## EXERCISE OBJECTIVE:
Each entry is to be restated word for word, with nothing omitted.

MATERIAL SHOWN START

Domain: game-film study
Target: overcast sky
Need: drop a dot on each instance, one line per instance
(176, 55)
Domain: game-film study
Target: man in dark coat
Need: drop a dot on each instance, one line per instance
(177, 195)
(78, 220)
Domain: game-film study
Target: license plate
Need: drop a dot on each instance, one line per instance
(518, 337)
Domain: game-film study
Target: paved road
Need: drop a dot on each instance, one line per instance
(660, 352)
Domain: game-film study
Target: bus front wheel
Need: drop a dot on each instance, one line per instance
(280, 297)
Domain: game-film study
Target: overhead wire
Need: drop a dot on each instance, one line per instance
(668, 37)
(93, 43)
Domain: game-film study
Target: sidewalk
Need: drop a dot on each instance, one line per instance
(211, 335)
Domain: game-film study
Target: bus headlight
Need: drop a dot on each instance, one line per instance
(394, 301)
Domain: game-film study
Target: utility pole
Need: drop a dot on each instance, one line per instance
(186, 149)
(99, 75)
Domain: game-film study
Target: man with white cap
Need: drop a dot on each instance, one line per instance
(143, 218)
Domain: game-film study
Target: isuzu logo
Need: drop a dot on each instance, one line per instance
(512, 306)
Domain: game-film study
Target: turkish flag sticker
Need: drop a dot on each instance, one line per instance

MATERIAL SHOWN END

## SOLVED EXERCISE:
Domain: game-film study
Target: overcast sky
Need: drop a dot on each instance, one line per instance
(176, 55)
Domain: game-film study
Target: man in dark coat
Need: drop a dot on each instance, one line per instance
(177, 195)
(78, 220)
Domain: game-film study
Target: license plate
Need: drop a dot on each instance, one line per instance
(518, 337)
Domain: game-film study
Target: paved road
Need: drop a dot on each instance, one line per instance
(660, 352)
Domain: game-film study
Target: bus front wheel
Need: drop a dot on each instance, one line per instance
(280, 297)
Domain: game-film study
Target: overhead wire
Need: drop a dot on each instance, one line per instance
(668, 37)
(93, 43)
Domain: game-film study
Target: sidewalk
Need: drop a dot on each instance, one line per instance
(211, 335)
Domain: game-film study
Target: bus headlight
Need: drop a dot on each instance, one line per instance
(394, 301)
Domain: game-film study
Target: utility pole
Need: drop a dot on each instance, one line per instance
(186, 149)
(99, 75)
Domain: game-film study
Target: man with white cap
Need: drop a dot on each instance, one line per instance
(143, 218)
Domain: game-film study
Target: isuzu logo
Need: drop a dot on each instance, one line per instance
(512, 306)
Domain: game-film study
Target: turkish flag sticker
Need: drop a dot on each instance, one line per instance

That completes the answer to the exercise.